_How to complete this task_. Return exactly the lines that run from the one with "Target: smartphone" to the last line of the entries below, both included, and nothing else.

(Records contained in a dataset)
================================
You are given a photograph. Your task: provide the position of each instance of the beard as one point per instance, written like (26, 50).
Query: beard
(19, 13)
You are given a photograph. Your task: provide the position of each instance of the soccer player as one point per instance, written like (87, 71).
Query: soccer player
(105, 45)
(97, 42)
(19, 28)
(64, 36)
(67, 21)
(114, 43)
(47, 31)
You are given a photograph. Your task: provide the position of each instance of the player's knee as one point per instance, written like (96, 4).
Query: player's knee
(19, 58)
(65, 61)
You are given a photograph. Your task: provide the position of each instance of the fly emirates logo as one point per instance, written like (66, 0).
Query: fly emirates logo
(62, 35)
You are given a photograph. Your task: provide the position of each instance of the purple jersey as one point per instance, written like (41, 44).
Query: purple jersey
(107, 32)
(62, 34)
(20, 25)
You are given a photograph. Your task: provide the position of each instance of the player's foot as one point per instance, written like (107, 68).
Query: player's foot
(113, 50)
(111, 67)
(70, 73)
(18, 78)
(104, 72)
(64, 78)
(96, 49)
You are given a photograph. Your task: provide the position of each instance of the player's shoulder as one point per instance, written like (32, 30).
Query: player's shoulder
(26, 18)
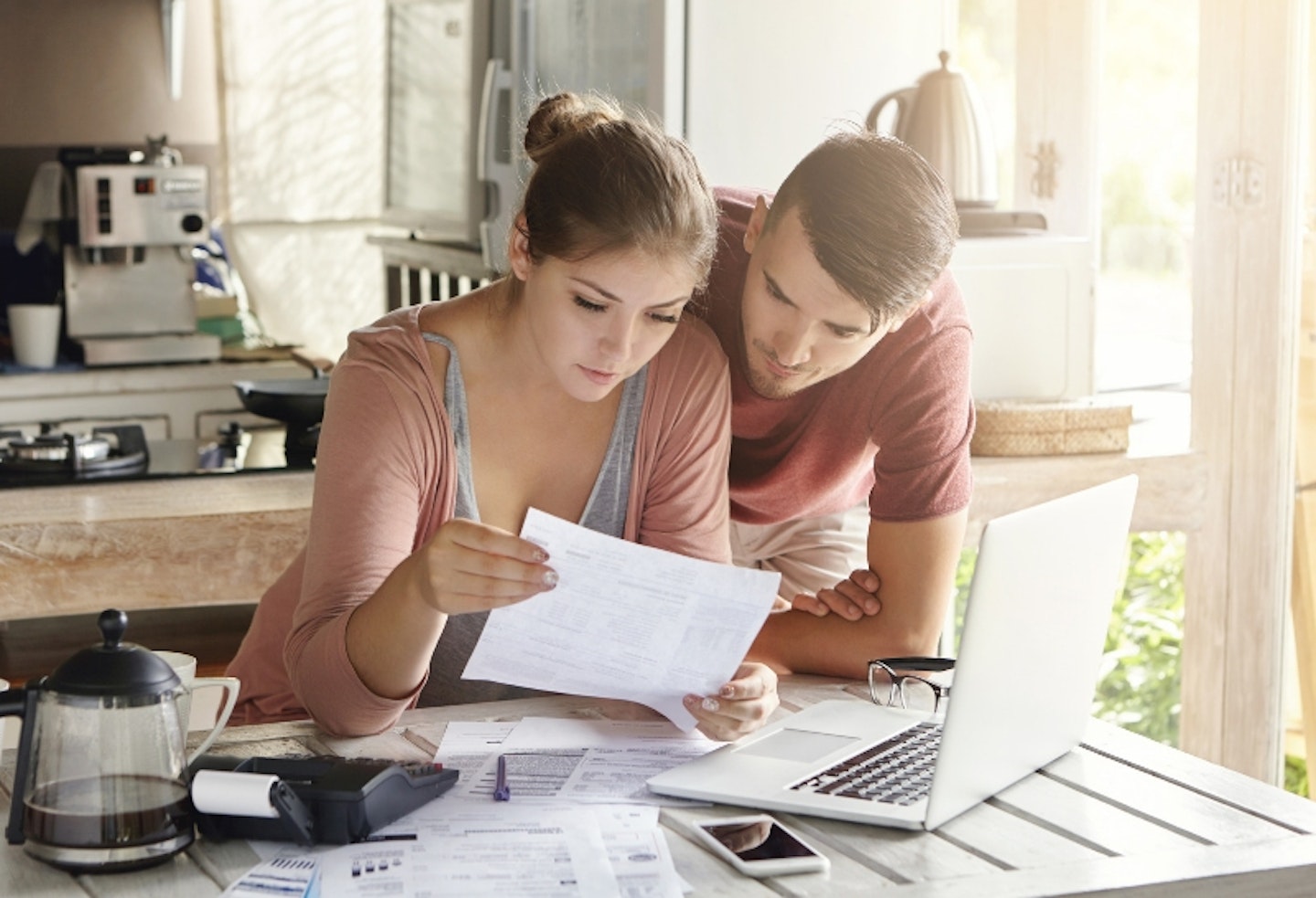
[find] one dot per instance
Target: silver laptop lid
(1036, 622)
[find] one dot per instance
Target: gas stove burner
(54, 457)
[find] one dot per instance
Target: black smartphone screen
(759, 840)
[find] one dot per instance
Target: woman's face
(598, 321)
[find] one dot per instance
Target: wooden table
(1120, 816)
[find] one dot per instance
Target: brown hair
(606, 182)
(879, 218)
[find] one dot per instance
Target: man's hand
(853, 598)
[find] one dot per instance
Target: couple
(651, 335)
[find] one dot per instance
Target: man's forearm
(796, 642)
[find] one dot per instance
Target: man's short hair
(879, 218)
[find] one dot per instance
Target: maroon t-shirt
(894, 428)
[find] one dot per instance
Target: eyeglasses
(908, 691)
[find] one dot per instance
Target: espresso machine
(128, 263)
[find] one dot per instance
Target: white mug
(185, 665)
(35, 332)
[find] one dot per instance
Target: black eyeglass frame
(921, 664)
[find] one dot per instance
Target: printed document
(625, 621)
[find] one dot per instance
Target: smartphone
(759, 846)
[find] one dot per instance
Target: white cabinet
(1031, 307)
(178, 401)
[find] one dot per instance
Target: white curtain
(302, 102)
================================
_Response below_.
Target: smartphone
(759, 846)
[find] one dot per instance
Target: white cabinet
(1031, 307)
(178, 401)
[find] one dot per instance
Target: white curtain
(302, 102)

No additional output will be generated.